-- Begin Dataset records --
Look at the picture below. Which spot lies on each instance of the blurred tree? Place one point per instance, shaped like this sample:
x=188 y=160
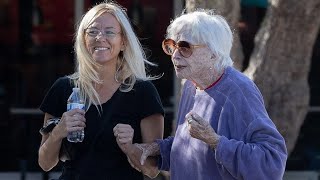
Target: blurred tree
x=281 y=59
x=231 y=11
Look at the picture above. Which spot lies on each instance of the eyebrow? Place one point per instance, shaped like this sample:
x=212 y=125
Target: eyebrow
x=93 y=27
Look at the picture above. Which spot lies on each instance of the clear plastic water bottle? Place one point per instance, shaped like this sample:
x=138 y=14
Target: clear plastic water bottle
x=75 y=101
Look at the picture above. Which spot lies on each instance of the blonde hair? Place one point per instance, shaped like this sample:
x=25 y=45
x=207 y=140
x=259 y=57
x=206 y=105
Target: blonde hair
x=131 y=61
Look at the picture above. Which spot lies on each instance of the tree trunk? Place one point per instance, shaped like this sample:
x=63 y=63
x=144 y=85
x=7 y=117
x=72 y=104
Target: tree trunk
x=281 y=60
x=229 y=9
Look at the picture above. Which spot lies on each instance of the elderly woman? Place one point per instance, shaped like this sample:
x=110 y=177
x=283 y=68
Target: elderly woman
x=223 y=129
x=110 y=72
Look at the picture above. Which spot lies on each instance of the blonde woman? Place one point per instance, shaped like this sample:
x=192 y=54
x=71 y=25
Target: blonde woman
x=110 y=72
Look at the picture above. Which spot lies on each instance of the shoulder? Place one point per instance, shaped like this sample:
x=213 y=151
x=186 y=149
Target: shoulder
x=237 y=83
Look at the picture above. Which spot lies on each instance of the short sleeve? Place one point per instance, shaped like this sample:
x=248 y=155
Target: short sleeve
x=150 y=99
x=55 y=101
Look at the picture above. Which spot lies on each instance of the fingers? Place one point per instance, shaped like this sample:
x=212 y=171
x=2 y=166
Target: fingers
x=124 y=133
x=73 y=120
x=132 y=164
x=144 y=154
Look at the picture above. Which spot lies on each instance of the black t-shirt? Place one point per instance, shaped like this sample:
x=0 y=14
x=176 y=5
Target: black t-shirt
x=102 y=158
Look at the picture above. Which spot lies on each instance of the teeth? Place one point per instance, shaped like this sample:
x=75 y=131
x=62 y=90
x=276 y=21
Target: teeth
x=101 y=48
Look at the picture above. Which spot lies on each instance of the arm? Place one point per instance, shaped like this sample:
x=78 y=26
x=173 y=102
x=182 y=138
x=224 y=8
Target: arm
x=151 y=129
x=49 y=148
x=72 y=120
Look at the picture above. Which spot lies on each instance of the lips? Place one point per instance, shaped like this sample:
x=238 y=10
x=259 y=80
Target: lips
x=101 y=48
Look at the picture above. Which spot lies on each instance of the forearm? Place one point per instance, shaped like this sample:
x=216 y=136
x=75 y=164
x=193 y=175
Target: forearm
x=49 y=151
x=149 y=167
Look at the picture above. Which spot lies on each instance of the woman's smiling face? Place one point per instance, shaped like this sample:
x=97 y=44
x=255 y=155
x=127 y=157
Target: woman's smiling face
x=104 y=39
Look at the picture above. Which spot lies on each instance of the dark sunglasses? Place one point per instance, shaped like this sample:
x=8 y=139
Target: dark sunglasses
x=184 y=48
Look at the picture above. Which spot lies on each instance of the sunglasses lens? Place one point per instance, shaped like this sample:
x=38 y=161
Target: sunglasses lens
x=168 y=46
x=184 y=48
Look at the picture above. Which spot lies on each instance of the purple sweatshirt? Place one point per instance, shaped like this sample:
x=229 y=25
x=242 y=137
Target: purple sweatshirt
x=250 y=146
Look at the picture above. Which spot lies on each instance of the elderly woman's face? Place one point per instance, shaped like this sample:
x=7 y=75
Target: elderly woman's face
x=103 y=39
x=197 y=65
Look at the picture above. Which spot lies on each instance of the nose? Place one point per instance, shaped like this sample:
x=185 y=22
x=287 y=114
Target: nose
x=100 y=36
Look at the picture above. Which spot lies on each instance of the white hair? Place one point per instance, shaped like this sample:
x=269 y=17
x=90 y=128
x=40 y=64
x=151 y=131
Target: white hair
x=205 y=27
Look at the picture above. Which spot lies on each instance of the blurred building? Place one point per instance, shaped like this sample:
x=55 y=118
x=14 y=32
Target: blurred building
x=36 y=47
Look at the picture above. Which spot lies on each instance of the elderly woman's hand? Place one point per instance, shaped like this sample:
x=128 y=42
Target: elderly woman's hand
x=202 y=130
x=73 y=120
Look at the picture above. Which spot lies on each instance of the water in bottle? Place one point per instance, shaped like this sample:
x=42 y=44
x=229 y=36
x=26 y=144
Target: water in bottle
x=75 y=101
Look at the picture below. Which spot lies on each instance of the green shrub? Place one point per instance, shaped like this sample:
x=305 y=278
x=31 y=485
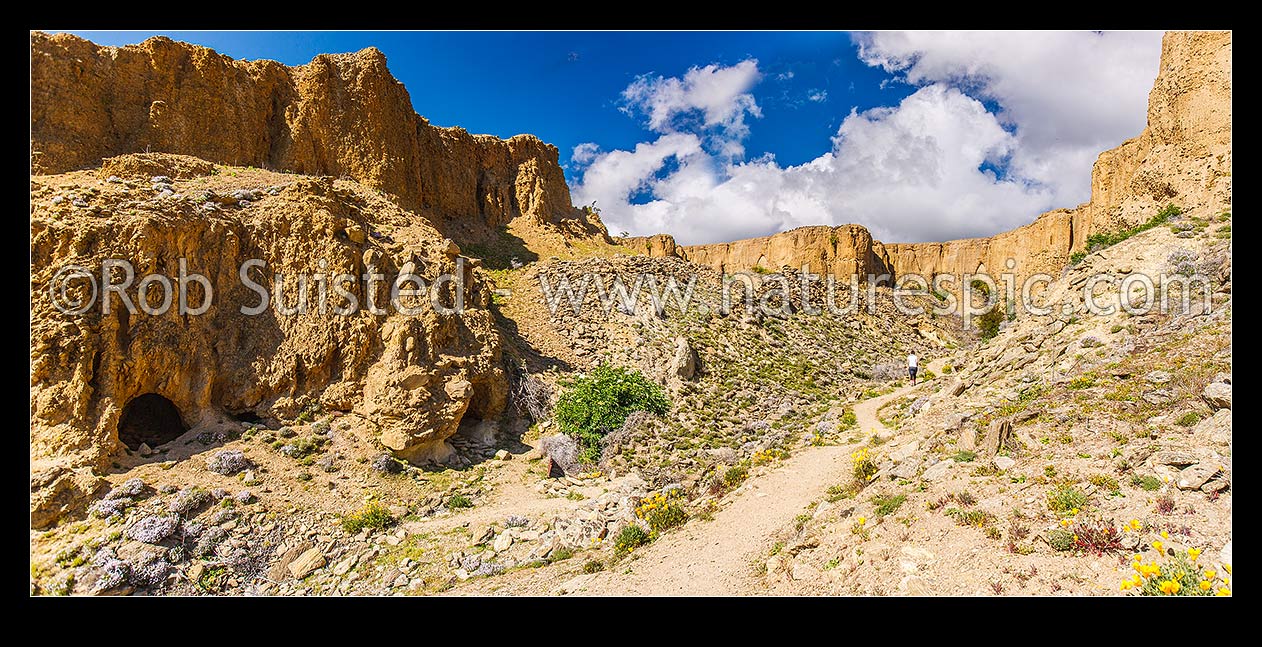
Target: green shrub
x=990 y=322
x=629 y=539
x=663 y=511
x=1189 y=419
x=371 y=516
x=601 y=401
x=1065 y=500
x=887 y=505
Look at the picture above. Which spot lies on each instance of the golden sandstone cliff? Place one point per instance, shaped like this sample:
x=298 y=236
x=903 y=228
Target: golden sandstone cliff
x=340 y=115
x=1183 y=157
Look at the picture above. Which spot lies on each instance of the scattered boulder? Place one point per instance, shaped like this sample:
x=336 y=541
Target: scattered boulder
x=684 y=363
x=938 y=471
x=307 y=563
x=229 y=462
x=1215 y=429
x=996 y=437
x=1218 y=395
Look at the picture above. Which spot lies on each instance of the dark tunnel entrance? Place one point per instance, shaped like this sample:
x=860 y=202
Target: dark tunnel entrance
x=149 y=419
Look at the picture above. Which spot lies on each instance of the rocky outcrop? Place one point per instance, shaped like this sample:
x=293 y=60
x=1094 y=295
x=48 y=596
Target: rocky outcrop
x=340 y=115
x=410 y=377
x=841 y=251
x=1183 y=157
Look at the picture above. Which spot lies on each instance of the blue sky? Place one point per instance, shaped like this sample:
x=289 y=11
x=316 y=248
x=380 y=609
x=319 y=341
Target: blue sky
x=721 y=135
x=564 y=86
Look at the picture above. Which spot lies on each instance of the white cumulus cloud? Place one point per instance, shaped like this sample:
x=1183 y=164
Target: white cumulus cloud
x=719 y=96
x=918 y=170
x=1068 y=95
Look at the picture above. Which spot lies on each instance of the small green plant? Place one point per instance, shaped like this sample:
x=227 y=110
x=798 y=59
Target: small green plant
x=663 y=510
x=1060 y=540
x=1188 y=419
x=1104 y=481
x=212 y=578
x=370 y=516
x=601 y=401
x=971 y=517
x=629 y=539
x=843 y=492
x=988 y=323
x=1083 y=381
x=1180 y=575
x=862 y=466
x=1065 y=500
x=887 y=505
x=735 y=476
x=1097 y=536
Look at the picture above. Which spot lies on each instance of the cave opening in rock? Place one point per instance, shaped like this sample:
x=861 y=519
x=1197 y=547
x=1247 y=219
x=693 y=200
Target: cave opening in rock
x=247 y=416
x=149 y=419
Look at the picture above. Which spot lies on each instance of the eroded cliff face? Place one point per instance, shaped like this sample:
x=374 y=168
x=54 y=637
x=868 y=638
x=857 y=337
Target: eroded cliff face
x=412 y=377
x=1183 y=157
x=340 y=115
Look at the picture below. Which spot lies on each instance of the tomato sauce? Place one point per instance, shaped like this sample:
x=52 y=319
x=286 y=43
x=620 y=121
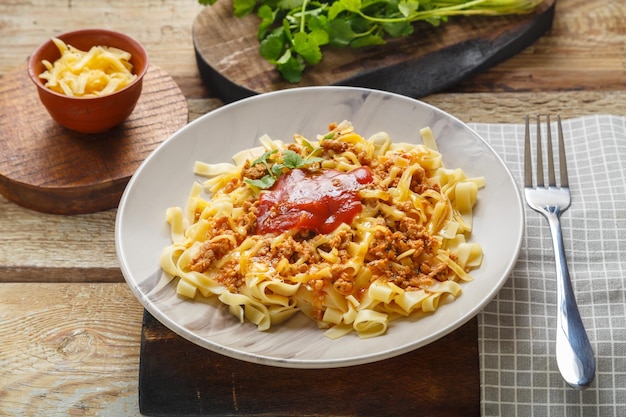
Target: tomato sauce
x=319 y=202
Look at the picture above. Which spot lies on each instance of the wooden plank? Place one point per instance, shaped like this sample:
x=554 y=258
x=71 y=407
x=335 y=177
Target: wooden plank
x=46 y=167
x=428 y=61
x=69 y=349
x=177 y=377
x=35 y=253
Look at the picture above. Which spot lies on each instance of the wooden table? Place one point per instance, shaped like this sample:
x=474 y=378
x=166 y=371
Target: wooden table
x=70 y=328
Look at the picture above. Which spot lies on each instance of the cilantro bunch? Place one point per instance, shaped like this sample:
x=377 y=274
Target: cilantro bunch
x=290 y=160
x=293 y=32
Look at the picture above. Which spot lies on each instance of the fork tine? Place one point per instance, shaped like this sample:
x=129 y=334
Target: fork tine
x=551 y=174
x=562 y=160
x=540 y=182
x=528 y=169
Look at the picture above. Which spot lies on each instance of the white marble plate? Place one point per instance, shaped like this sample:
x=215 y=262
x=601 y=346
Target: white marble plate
x=165 y=177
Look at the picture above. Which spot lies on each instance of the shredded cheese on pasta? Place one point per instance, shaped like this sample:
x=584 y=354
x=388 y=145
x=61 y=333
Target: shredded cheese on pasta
x=403 y=252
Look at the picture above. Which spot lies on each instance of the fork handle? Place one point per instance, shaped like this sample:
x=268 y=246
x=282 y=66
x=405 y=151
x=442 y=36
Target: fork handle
x=574 y=355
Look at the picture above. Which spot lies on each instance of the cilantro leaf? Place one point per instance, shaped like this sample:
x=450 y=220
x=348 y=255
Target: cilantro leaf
x=292 y=32
x=243 y=7
x=263 y=183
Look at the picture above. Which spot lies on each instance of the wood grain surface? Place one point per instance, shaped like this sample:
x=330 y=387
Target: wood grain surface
x=59 y=275
x=428 y=61
x=46 y=167
x=177 y=377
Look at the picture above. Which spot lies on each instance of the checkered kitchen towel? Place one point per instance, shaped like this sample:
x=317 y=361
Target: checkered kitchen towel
x=519 y=374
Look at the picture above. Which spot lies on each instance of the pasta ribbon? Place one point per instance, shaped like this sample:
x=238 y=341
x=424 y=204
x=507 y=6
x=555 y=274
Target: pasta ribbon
x=406 y=249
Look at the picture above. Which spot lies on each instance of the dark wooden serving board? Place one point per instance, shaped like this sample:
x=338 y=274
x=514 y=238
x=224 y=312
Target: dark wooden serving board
x=179 y=378
x=430 y=60
x=48 y=168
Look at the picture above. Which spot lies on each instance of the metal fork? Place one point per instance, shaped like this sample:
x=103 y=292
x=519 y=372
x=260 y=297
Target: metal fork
x=574 y=355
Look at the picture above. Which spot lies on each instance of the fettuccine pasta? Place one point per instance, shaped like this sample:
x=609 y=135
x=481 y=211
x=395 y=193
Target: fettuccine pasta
x=354 y=232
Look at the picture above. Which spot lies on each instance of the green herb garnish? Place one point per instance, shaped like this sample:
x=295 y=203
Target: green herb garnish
x=290 y=160
x=293 y=32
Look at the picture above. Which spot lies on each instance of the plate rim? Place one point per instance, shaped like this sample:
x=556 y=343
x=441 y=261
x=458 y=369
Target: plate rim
x=315 y=363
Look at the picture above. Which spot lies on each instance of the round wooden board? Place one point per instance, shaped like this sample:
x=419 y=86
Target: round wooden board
x=48 y=168
x=428 y=61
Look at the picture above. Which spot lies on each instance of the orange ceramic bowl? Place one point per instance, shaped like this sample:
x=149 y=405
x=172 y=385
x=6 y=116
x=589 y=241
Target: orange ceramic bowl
x=90 y=114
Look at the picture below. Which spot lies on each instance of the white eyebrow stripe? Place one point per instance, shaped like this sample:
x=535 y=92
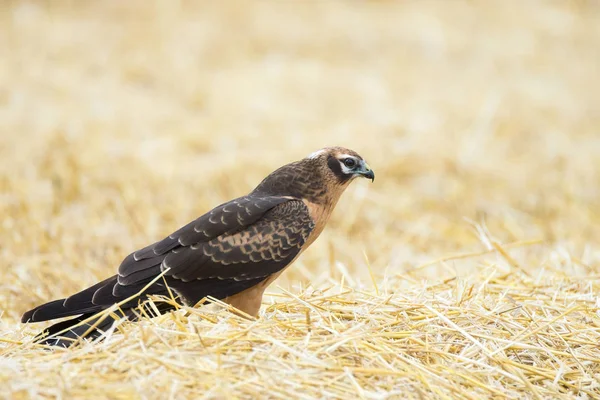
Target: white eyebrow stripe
x=316 y=154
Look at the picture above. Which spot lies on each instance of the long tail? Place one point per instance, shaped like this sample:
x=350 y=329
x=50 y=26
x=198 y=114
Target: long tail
x=82 y=306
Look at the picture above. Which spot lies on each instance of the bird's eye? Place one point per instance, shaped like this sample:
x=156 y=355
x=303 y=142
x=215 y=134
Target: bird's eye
x=350 y=162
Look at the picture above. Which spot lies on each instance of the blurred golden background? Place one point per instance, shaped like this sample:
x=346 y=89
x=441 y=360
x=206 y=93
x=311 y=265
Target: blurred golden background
x=121 y=121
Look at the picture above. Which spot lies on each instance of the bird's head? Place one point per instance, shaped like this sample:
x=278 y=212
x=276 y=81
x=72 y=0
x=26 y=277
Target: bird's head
x=341 y=164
-- End Dataset records --
(Work to complete) Could you revise the material from the line containing "the blurred golden" through the end, inclusive, changing every "bird's head" to "bird's crest" and leaving everything else as it is? Return only those lines.

(Result)
Look at the picture above. Which spot lies on each instance of the blurred golden background? Place one point per instance, shaped like this sample:
x=346 y=89
x=441 y=360
x=206 y=93
x=311 y=265
Target: blurred golden background
x=121 y=121
Look at the picture above. Which spot lies on each instance of the bird's crest? Place one point per instance, shaped like this sample:
x=278 y=212
x=276 y=81
x=72 y=0
x=26 y=277
Target: bird's crest
x=341 y=164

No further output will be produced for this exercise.